## begin MATERIAL FOR THE TASK

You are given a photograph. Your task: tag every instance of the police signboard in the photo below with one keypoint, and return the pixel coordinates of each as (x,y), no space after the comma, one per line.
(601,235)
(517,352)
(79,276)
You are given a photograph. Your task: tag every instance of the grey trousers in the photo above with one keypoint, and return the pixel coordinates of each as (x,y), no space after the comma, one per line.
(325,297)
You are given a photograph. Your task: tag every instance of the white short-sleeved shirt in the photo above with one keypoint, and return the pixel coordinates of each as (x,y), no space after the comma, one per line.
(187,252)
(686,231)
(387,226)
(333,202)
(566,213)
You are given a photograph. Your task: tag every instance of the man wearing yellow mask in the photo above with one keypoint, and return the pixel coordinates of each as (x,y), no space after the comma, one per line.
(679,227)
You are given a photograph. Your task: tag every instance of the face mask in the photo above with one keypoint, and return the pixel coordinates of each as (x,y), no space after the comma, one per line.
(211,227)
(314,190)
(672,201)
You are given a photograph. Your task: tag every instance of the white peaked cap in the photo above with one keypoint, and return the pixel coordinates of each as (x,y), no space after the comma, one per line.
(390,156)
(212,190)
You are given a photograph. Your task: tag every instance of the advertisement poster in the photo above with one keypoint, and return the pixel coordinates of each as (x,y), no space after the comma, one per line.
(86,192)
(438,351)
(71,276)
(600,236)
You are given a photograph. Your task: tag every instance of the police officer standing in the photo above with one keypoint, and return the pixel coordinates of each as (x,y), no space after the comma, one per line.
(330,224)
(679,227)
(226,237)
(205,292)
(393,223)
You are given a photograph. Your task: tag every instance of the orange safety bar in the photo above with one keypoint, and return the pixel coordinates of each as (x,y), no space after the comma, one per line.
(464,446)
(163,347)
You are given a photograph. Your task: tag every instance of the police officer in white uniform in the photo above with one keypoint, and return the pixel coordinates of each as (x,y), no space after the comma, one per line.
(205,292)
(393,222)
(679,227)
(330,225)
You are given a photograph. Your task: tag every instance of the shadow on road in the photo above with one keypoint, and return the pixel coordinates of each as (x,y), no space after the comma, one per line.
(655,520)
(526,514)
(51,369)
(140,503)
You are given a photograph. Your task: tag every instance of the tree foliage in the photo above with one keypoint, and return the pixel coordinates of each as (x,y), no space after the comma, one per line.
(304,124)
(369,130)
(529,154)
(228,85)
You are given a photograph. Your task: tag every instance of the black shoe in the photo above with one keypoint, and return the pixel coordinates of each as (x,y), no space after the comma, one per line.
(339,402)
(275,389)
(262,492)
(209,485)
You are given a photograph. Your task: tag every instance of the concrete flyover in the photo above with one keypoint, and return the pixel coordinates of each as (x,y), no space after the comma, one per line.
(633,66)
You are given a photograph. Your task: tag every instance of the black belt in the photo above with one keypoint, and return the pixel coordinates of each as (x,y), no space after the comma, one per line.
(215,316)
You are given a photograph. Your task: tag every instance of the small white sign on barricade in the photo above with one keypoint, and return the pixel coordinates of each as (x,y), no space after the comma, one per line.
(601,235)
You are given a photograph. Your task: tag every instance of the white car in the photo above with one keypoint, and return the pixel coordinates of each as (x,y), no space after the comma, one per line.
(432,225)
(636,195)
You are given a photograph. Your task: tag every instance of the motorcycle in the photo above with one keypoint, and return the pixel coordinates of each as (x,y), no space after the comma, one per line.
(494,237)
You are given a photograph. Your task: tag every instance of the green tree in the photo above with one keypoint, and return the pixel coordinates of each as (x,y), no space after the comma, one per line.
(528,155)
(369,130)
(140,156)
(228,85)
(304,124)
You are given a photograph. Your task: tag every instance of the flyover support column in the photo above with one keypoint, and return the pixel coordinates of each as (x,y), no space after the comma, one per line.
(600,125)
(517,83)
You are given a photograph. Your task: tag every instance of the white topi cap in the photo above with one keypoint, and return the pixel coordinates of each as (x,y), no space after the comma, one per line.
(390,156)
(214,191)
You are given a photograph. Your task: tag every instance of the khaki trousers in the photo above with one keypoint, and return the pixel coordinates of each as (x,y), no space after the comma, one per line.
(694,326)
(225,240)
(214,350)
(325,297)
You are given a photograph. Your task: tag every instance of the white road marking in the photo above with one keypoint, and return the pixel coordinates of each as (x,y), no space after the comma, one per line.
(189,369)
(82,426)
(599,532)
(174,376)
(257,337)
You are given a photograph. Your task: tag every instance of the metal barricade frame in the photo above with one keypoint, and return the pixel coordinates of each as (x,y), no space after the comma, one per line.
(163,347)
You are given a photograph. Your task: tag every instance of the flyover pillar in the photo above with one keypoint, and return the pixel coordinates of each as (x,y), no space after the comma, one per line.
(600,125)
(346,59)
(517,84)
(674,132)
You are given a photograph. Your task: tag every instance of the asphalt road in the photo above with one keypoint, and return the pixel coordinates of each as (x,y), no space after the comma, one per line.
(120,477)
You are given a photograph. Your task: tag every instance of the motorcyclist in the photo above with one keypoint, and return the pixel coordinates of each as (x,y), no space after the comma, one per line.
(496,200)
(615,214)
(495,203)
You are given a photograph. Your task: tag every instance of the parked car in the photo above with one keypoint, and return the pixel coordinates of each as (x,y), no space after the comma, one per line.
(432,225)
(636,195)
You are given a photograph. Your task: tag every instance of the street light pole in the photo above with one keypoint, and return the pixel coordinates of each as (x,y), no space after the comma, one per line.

## end MATERIAL FOR THE TASK

→ **AIM**
Rewrite every line from the one containing "the flyover pillar" up to and including the last line of the records, requests included. Shift each x and y pixel coordinate in the answers by adding -61 to it.

→ **RESULT FOR THIS EXERCISE**
You are given a photograph. Your task: tag every instance of the flyover pillar in the photo above with one keypoint, and return the pixel coordinates of each as (x,y), no space after the comma, one per line.
(539,64)
(285,-2)
(456,23)
(613,71)
You are given a photograph. Your task: tag every instance of the asphalt road in the photo above with one keypoint, and return the pixel coordinates of each as (x,y), no space after the comma, one per line.
(59,416)
You are given a photograph. Your task: tag every instance of the motorcyclist in the photo above with one keypoint, and return the pixel coordinates of each as (x,y), no space after the comma, one per line.
(435,139)
(554,153)
(434,142)
You are given a photograph. Your task: tag every instance of the parked car in the photo above with one keypoint, and return the pixel coordinates of each as (x,y), no space after the comma, one per line.
(371,164)
(575,134)
You are given a photograph. Your task: tag every instance of the street light pole in the photo above with one keypoint, and return the pixel coordinates of each as (x,y), no space after the comma, one per line.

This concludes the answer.